## Görevleriniz
1 - Muhacirler hakkındaki konuşmadan "Gelenleri hep aldı, kabul" ile başlayıp "kucak açmasından dolayı." ile biten kısmı hiç değiştirmeden kopyalayın.
2 - Muhacirler hakkındaki konuşmanın devamını, kaldığı yerden sürdürerek yazın.

## Okunacak metin
=-=-=-=-=

Lalegül Dergisi
A´dan Z´ye… ا´den ي´ye… Beşikten mezara kadar öğrenilmesi gereken, kadın-erkek tüm Müslümanlara farz olan ve sonu Cennete varan bir yoldur İlim✦Amel✦İhlas
'Bu Vatan Bölünmeyecek' - Cübbeli Ahmet Hoca Efendi
Mahmud Efendi Hazretleri söyledi
Biz Suriye’den gelen muhacirlere acıdık, kucak açtık onları vatanımıza
kabul ettik. Bu yüzden Allah da bize acıyacak ve vatanımızı böldürmeyecek diye
düşünüyorum. Mahmud Efendi Hazretleri de bana “Bölünme yok” diye konuştu.
Allah’ım bize güzel ensarlık yapabilmeyi nasip eylesin. Hükümetimiz bu işte
hassas oldu.
Gelenleri hep aldı, kabul etti, yerleştirmeye gayret ettiler. Bundan dolayı
ben hep dua ediyorum. Hükümete de, özellikle Tayyip Bey’e çok dua ediyorum. Kaç
milyon muhacir oldu. Maddi olarak da sıkıntı oldu. Bu duayı hak ettiler.
Bakın teröristler bizim de vatanımızı bölmeye çalışıyor. Askerimiz,
polisimiz canlarını vatan için, din için, Allah için feda ediyor. Ben öyle
düşünüyorum ki bu hainler, bu şerefsizler bu vatanı böldüreceklerdi. İyi de bir
plan yapmışlardı. Bölünme planları da hazırdı. Ama biz acıdık, Allah da
bize acıdı diye düşünüyorum. Bu muhacirlere, bu gariplere, bu fakirlere
hükümetimizin, devletimizin kucak açmasından dolayı.
KIYMETLİ ECDADIN TORUNLARI
Koca Almanya 60-70 bin kişi alırım diyor. Koca ülkeler 50-100 bin kişi zor
alırım diyor. Onlar da senelerce ittiler, almadılar. Haberlerde durumları
görüyorsunuz. Macaristan’da kameramanın yaptıklarını. Çelme takıp çocuğuyla
giden mülteciyi düşürüyorlar. Çoluk, çocuğa tekme atıyorlar. Bir de bizim Türk
askerinin karşılamasına, istikbaline bakın. Ben haberlerde sürekli takip
ediyorum. Onların o çocukları kucaklarına almaları, sevmeleri, o sıcakta
gelenlere su vermeleri, küçük çocukların ağızlarına su vermeleri, ailelere
ikramları… İnsan evladı ya Türk askeri, insan evladı! Kıymetli ecdadın ahfadı
yahu. Evlad-ı Fatihan yani.
BİR GÂVURLARA BİR DE BİZİM ASKERE BAKIN
Onlar da orada güneşin altında, zor şartlarda saatlerce görev yapıyorlar.

=-=-=-=-=

## Verilen kayıtlar

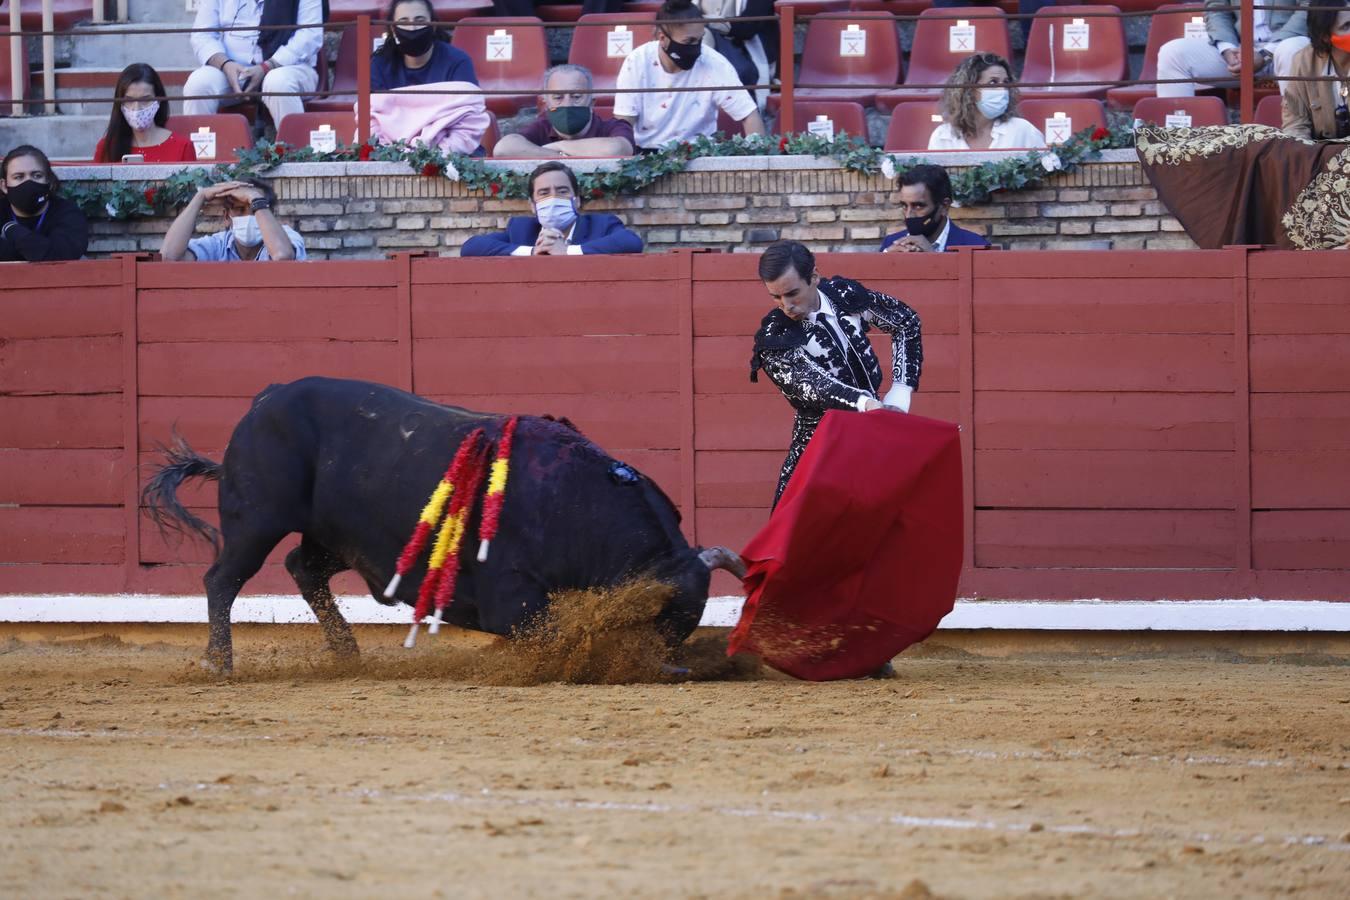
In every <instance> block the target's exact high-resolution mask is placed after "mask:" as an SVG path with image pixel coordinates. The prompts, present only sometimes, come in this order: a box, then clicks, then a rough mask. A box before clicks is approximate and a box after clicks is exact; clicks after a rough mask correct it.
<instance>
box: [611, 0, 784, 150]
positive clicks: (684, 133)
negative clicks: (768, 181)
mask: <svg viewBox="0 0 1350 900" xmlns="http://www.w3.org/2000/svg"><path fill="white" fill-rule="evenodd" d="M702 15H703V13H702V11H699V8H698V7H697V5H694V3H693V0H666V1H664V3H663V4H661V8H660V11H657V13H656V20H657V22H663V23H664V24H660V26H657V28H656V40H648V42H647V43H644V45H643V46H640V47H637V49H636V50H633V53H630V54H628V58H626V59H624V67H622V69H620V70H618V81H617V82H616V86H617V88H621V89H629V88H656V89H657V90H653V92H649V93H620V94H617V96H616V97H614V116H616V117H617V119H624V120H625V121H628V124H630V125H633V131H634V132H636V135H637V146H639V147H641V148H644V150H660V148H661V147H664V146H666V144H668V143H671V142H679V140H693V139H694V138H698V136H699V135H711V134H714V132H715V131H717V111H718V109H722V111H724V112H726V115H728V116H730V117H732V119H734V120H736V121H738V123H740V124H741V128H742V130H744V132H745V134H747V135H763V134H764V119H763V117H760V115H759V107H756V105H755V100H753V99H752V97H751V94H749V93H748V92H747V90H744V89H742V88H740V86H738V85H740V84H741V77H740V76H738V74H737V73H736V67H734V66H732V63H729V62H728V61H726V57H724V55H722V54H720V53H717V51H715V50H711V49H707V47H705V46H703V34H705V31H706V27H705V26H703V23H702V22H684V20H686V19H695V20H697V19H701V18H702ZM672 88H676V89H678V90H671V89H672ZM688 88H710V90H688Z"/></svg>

=-=-=-=-=

## Yazılı cevaplar
1 -
Gelenleri hep aldı, kabul etti, yerleştirmeye gayret ettiler. Bundan dolayı
ben hep dua ediyorum. Hükümete de, özellikle Tayyip Bey’e çok dua ediyorum. Kaç
milyon muhacir oldu. Maddi olarak da sıkıntı oldu. Bu duayı hak ettiler.
Bakın teröristler bizim de vatanımızı bölmeye çalışıyor. Askerimiz,
polisimiz canlarını vatan için, din için, Allah için feda ediyor. Ben öyle
düşünüyorum ki bu hainler, bu şerefsizler bu vatanı böldüreceklerdi. İyi de bir
plan yapmışlardı. Bölünme planları da hazırdı. Ama biz acıdık, Allah da
bize acıdı diye düşünüyorum. Bu muhacirlere, bu gariplere, bu fakirlere
hükümetimizin, devletimizin kucak açmasından dolayı.

2 -
Yine de nasıl kol kanat geriyorlar, yediriyorlar, içiriyorlar, ikram ediyorlar.
Son gördüğüm haberlerde ne kadar çok duygulandım. Şu gâvurların
yaptıklarına bak, bir de bizim askerlerimizin yaptıklarına. Elhamdülillah.
Şimdi Allah-u Teâlâ bu vatanı bize bağışlamaz mı? Ben bağışlar diye düşünüyorum.
Ve böldürmez ve böldürmeyecek. Ben Mahmud Efendi hazretlerine bunu sordum. Kaç
ay evvel “Bölünme tehlikesi çıkıyor” dedim. Bana “Bölünme yok” dedi. Bu söz
Allah’ın izniyle, Allah’ın sözüdür. Buhari’de, en sahih hadiste “Onu bir sevdim
mi artık ben onun işittiği kulağı, gördüğü gözü, tuttuğu eli, yürüdüğü ayağı
(aklettiği kalbi, konuştuğu dili) olurum.” (Buhârî, Rikak 38.) buyuruyor.
Böyle bir makamda Mahmud Efendi hazretleri. Tabi ki bu insan senin benim
gibi normal bir vatandaş değil yani. “Bölünme yok” dedi. Biz o zamandan beri
rahatız Elhamdülillah.
KARŞINDA ERMENİ VAR
Bu Çözüm Süreci’ni çok kötü istismar ettiler. Hükümet iyi niyetle bu işe
başladı, başlattı. Belki bir sulh olur, barış olur, salah olur diye iyi niyetle
başlattı ama karşında Ermeni var, karşında zındık var, karşında İsrail var,
Yahudi var. Karşında Müslüman Kürt yok ki. Geçen haberlerde rastladım. Adam haç
çıkarıyor.
PKK’lı geberirken haç çıkarıyor yahu. Müslüman Kürt olabilir mi bu? Haçla
ne işi var bunun? Adamlar telsizlerden “1915’in intikamı alacağız” diyor. 1915
ne? Ermeni çetelerinin Osmanlı memleketinden tehciri, sürgün edilmesi.
Yine Osmanlı memleketindeler ama yerlerinden tehcir ediliyorlar.
Neden? Çünkü Erzurum’da, Kars’ta birçok şehirde, ilçede Müslümanları çoluk,
çocuk hepsini şehit ettiler.
Toplu mezarlara gömdüler, tecavüz ettiler.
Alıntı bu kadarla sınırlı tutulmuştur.